§ **DIRECTION A**:
Return each line of the rows below that contains the string "twig".

§ **TEXT PASSAGE**:
....
Book.search("Rowling OR Tolkien stock > 1")
# MySQL: ... WHERE MATCH(books.author, books.title) AGAINST('Rowling Tolkien' IN BOOLEAN MODE) AND books.stock > 1
# PostgreSQL: ... WHERE to_tsvector('simple', books.author || ' ' || books.title) @@ to_tsquery('simple', 'Rowling | Tokien') and books.stock > 1

What is happening here? Well, we specified all as the name of an attribute group that consists of author and title. As we, in addition, specified all to be a fulltext attribute, SearchCop assumes there is a compound fulltext index present on author and title, such that the query is optimized accordingly. Finally, we specified all to be the default attribute to search in, such that SearchCop can ignore other attributes, like e.g. stock, as long as they are not specified within queries directly (like for stock > 0).

Other queries will be optimized in a similar way, such that SearchCop tries to minimize the fultext constraints within a query, namely MATCH() AGAINST() for MySQL and to_tsvector() @@ to_tsquery() for PostgreSQL.

Book.search("(Rowling -Potter) OR Tolkien")
# MySQL: ... WHERE MATCH(books.author, books.title) AGAINST('(+Rowling -Potter) Tolkien' IN BOOLEAN MODE)
# PostgreSQL: ... WHERE to_tsvector('simple', books.author || ' ' || books.title) @@ to_tsquery('simple', '(Rowling & !Potter) | Tolkien')

To create a fulltext index on books.title in MySQL, simply use:

add_index :books, :title, :type => :fulltext

Regarding compound indices, which will e.g. be used for the default field all we already specified above, use:

add_index :books, [:author, :title], :type => :fulltext

Please note that MySQL supports fulltext indices for MyISAM and, as of MySQL version 5.6+, for InnoDB as well. For more details about MySQL fulltext indices visit http://dev.mysql.com/doc/refman/5.6/en/fulltext-search.html

Regarding PostgreSQL there are more ways to create a fulltext index. However, one of the easiest ways is:

ActiveRecord::Base.connection.execute "CREATE INDEX fulltext_index_books_on_title ON books USING GIN(to_tsvector('simple', title))"
....
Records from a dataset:
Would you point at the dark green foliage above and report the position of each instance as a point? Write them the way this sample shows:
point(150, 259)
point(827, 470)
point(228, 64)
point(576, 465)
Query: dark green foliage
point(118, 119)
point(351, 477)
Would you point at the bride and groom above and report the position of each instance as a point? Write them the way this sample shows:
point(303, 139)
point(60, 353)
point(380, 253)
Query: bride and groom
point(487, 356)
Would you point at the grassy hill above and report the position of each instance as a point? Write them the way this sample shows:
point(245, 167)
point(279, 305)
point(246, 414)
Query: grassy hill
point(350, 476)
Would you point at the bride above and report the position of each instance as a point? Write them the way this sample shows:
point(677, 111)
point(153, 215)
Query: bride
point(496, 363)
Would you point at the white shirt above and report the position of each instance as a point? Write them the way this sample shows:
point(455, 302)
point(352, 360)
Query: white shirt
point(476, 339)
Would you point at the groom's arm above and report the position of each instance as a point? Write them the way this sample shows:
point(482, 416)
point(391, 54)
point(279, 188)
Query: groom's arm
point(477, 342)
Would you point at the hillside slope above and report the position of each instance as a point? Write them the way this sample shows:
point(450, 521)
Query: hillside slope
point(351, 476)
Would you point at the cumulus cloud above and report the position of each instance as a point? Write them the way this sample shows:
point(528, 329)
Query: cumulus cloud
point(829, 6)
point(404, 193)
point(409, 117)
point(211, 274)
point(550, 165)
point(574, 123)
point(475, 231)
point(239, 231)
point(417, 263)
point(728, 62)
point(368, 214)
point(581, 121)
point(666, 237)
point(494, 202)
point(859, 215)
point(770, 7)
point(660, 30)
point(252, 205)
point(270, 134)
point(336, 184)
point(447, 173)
....
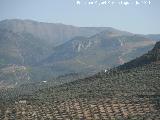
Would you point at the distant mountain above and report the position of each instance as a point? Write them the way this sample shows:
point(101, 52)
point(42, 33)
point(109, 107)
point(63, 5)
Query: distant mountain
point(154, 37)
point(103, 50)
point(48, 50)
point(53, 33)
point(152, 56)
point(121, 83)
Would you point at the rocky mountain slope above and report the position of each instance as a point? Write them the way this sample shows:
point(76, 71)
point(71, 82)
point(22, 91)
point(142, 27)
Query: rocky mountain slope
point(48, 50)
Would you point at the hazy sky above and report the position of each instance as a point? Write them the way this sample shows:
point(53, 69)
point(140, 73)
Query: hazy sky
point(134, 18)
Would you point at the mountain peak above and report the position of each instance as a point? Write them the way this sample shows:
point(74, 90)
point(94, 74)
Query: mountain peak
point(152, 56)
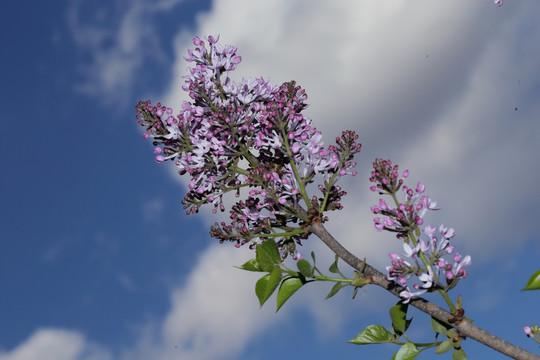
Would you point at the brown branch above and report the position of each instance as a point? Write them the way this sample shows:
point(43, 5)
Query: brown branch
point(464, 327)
....
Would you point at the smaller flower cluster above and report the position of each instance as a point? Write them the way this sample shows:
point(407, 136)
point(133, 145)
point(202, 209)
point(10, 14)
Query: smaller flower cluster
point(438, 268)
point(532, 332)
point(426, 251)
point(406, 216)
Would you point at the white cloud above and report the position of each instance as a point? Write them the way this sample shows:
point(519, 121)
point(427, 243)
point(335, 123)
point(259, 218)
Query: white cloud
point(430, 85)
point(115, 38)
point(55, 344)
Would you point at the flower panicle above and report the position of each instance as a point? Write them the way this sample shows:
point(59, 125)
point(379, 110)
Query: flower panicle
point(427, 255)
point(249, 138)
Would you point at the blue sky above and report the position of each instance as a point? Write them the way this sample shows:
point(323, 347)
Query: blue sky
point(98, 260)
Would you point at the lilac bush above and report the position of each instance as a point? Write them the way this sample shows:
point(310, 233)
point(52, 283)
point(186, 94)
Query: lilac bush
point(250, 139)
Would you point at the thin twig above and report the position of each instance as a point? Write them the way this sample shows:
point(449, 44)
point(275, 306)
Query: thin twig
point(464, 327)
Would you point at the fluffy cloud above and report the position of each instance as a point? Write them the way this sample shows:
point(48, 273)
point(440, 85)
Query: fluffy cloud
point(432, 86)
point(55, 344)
....
§ **DIRECTION B**:
From the fulltext search text above, reproduce the stretch from "Other queries will" through "to_tsquery('simple', '(Rowling & !Potter) | Tolkien')".

§ **TASK RESULT A**:
Would you point at the thin twig above and report the position of each instance as a point? Write them the way this sample shows:
Query: thin twig

§ **TASK RESULT B**:
Other queries will be optimized in a similar way, such that SearchCop tries to minimize the fultext constraints within a query, namely MATCH() AGAINST() for MySQL and to_tsvector() @@ to_tsquery() for PostgreSQL.

Book.search("(Rowling -Potter) OR Tolkien")
# MySQL: ... WHERE MATCH(books.author, books.title) AGAINST('(+Rowling -Potter) Tolkien' IN BOOLEAN MODE)
# PostgreSQL: ... WHERE to_tsvector('simple', books.author || ' ' || books.title) @@ to_tsquery('simple', '(Rowling & !Potter) | Tolkien')